● 本文:

· · · · ·

見出し画像

一瞥の体験

一瞥体験を3回ほどしました。
簡単に人生を振り返ってみましょう。

1984年生まれ。

小学5年生の時、自宅の洗面所で鏡に映る自分の顔を覗き込んだら、
その瞬間、自分の輪郭がガラガラと壊れるというか、うち砕かれるような体験をする。
その次の日から、「宇宙よりも広いものはあるのか」という疑問が湧き、
「それは自分かもしれない」と思うようになる。
こどもの発想なので、科学的、哲学的なことは何もわからなかったけれど、
「人間は、自分が認識している世界が、世界の全てだと思っている」
「それならば、宇宙よりも広い何かがある、と認識した自分こそが宇宙よりも広いのではないか」
と考え始める。

自宅には父の好きなTAO、無明庵EOさん、グルジェフ、テーラワーダ協会などの書籍があり、難しいことはわからなかったけれどなぜか無明庵EO氏の本だけはスッと頭に入った。


とはいえ、まだたったの11歳。日常のほとんどは、そんなことよりも、
習い事のピアノや好きなアニメや、絵を描くことの方がずっとストレージを割いていた。

私は、絵を描くことが上手い子どもだった。
よく学校で募集している絵画コンクールは総ナメ。

· · · · ·

● 記録一覧:
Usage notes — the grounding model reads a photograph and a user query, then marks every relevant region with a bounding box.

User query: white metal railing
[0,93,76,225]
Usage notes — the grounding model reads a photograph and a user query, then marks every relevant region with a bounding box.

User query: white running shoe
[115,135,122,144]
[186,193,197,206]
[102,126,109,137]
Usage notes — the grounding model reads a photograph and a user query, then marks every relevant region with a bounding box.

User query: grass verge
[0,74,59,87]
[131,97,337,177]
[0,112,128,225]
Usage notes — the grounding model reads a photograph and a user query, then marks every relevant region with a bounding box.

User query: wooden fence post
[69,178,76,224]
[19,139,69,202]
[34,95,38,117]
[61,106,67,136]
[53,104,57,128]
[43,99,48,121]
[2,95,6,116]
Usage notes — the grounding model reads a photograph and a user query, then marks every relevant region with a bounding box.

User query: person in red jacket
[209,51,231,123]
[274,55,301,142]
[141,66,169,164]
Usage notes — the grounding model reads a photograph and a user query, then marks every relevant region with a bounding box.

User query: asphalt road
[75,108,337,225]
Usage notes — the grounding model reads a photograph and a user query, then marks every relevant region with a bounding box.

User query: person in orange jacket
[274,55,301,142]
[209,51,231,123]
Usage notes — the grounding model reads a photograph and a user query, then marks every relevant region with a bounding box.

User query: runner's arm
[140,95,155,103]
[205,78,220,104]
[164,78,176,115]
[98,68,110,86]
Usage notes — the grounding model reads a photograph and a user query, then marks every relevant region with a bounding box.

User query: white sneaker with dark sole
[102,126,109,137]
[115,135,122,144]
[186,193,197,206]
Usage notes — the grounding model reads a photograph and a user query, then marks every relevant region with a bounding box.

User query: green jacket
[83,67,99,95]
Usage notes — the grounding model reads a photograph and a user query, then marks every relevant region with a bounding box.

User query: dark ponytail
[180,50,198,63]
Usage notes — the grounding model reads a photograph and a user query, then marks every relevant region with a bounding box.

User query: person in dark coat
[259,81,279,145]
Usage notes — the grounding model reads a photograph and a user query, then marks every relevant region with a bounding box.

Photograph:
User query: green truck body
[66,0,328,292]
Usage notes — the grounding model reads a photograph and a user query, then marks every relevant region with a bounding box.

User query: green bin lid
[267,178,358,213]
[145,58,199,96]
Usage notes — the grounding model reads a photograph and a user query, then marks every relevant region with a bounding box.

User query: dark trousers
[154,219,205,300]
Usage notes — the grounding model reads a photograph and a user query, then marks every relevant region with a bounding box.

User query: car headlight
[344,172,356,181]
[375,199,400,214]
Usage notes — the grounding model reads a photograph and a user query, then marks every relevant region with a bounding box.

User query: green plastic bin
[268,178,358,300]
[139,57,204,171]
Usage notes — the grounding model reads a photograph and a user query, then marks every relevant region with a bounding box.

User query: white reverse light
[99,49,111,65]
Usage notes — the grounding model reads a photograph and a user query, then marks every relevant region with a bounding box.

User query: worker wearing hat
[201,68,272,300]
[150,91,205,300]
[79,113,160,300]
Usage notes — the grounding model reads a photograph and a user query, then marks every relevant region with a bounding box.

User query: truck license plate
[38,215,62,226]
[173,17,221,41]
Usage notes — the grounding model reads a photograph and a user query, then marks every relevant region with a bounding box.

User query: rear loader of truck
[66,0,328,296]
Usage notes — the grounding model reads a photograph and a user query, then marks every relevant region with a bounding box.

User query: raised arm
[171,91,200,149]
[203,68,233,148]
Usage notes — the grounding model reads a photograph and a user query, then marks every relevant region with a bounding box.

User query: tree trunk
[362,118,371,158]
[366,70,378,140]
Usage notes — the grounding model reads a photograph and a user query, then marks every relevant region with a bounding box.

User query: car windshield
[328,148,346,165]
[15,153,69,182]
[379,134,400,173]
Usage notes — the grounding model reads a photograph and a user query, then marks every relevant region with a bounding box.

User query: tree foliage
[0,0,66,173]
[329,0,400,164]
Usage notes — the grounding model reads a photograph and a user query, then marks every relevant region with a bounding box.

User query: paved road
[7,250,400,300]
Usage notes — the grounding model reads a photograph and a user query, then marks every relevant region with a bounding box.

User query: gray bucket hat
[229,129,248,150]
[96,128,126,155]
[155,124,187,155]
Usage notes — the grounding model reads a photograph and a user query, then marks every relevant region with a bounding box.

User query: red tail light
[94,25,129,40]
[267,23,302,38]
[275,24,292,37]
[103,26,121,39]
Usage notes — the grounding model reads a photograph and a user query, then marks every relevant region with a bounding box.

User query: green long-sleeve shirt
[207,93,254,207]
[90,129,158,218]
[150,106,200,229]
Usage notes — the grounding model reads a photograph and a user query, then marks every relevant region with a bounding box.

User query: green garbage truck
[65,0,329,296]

· · · · ·

● 課題:
1. 一瞥体験の文章で、筆者が自宅の洗面所で鏡に映る自分の顔を覗き込んだのは何年生の時か。
2. 一瞥体験の文章から、「こどもの発想なので、科学的、哲学的なことは何もわからなかったけれど、」を含む語句で始まり「の本だけはスッと頭に入った。」で終わる部分を、そのまま書き出せ。

● 正答:
1. 小学5年生の時。

2.
こどもの発想なので、科学的、哲学的なことは何もわからなかったけれど、
「人間は、自分が認識している世界が、世界の全てだと思っている」
「それならば、宇宙よりも広い何かがある、と認識した自分こそが宇宙よりも広いのではないか」
と考え始める。

自宅には父の好きなTAO、無明庵EOさん、グルジェフ、テーラワーダ協会などの書籍があり、難しいことはわからなかったけれどなぜか無明庵EO氏の本だけはスッと頭に入った。